**YOUR TASK**
Copy word for word everything from the line containing "Exercise. Identify every instance of the crevassed" down to the end of the items, keeping both ends.

■ ■ ■ ■ ■ ■ ■

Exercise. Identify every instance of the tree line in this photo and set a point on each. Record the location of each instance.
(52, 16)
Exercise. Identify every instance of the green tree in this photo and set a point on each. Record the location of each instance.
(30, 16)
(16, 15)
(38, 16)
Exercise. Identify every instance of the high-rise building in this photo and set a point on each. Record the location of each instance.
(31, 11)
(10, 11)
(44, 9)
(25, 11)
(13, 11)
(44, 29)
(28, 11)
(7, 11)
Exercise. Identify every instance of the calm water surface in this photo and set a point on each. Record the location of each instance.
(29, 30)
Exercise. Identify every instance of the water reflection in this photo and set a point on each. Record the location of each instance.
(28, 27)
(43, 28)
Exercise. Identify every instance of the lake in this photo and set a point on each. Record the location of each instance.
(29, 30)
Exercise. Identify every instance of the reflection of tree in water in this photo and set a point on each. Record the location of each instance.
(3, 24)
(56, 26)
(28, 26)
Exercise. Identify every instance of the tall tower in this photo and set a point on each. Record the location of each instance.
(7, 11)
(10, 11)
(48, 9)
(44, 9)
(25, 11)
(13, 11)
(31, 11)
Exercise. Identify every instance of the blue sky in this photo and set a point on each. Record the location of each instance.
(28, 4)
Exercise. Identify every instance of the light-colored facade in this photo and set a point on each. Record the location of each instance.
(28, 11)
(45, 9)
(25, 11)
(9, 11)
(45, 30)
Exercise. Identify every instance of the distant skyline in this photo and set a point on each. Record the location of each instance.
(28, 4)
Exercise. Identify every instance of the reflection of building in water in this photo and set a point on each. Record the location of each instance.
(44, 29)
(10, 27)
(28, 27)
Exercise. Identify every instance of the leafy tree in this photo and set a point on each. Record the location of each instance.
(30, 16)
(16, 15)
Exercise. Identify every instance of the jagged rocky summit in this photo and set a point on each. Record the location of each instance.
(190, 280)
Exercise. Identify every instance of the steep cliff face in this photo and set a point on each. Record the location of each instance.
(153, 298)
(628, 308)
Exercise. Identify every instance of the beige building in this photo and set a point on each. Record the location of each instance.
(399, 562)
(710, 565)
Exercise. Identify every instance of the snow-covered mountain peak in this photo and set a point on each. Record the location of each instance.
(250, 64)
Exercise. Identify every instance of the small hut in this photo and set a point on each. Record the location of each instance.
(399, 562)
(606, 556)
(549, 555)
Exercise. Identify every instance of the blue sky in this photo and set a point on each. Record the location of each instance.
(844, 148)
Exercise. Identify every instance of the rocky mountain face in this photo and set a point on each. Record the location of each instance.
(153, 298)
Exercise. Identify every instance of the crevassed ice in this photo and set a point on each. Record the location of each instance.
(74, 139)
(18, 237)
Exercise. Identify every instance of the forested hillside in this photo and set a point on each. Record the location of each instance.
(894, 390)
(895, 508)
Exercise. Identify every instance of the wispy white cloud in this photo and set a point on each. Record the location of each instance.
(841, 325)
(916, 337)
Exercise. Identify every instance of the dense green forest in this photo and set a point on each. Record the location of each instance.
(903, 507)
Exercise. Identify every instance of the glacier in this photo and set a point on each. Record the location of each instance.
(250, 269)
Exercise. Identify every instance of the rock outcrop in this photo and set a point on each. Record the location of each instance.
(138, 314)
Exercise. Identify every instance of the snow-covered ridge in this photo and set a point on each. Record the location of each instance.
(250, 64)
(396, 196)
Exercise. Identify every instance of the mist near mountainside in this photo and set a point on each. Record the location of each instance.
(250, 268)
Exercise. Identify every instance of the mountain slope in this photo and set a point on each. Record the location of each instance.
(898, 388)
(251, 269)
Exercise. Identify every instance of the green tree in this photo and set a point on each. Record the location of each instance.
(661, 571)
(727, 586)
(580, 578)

■ ■ ■ ■ ■ ■ ■

**TASK SOLUTION**
Exercise. Identify every instance of the crevassed ice in this photo and set a point on each. Record the location of each instance.
(74, 139)
(18, 237)
Exercise. Identify every instance of the forested hillside in this photo and set a point on each. Record the location of each instance.
(894, 390)
(895, 508)
Exercise. Identify every instance of the wispy white cloud in this photo and set a point on each. Record the location of each instance.
(841, 325)
(916, 337)
Exercise. Identify every instance of the dense green forest in this photo and set a point on each. Record the location of each instance.
(903, 507)
Exercise. Identify every instance of the glacier in this photo and set a point on each. Record the location of each instance.
(250, 269)
Exercise. Identify every instance of the rock outcrop in this photo and set a point on each. Record the location of each instance.
(138, 314)
Exercise. Identify every instance of the snow-covered ridge in this photo and set a point on each. Record the location of each instance.
(250, 64)
(396, 196)
Exercise. Identify every instance of the mist near mountainside in this photo and set a point on each. Record the location of each instance.
(250, 268)
Exercise. Identify every instance of the mountain slope in this photo and set a point on each. Record the location of each instance.
(898, 388)
(251, 269)
Exercise. Identify every instance of the green tree in this photo and set a point on each. Record the location of each instance.
(661, 571)
(727, 586)
(580, 578)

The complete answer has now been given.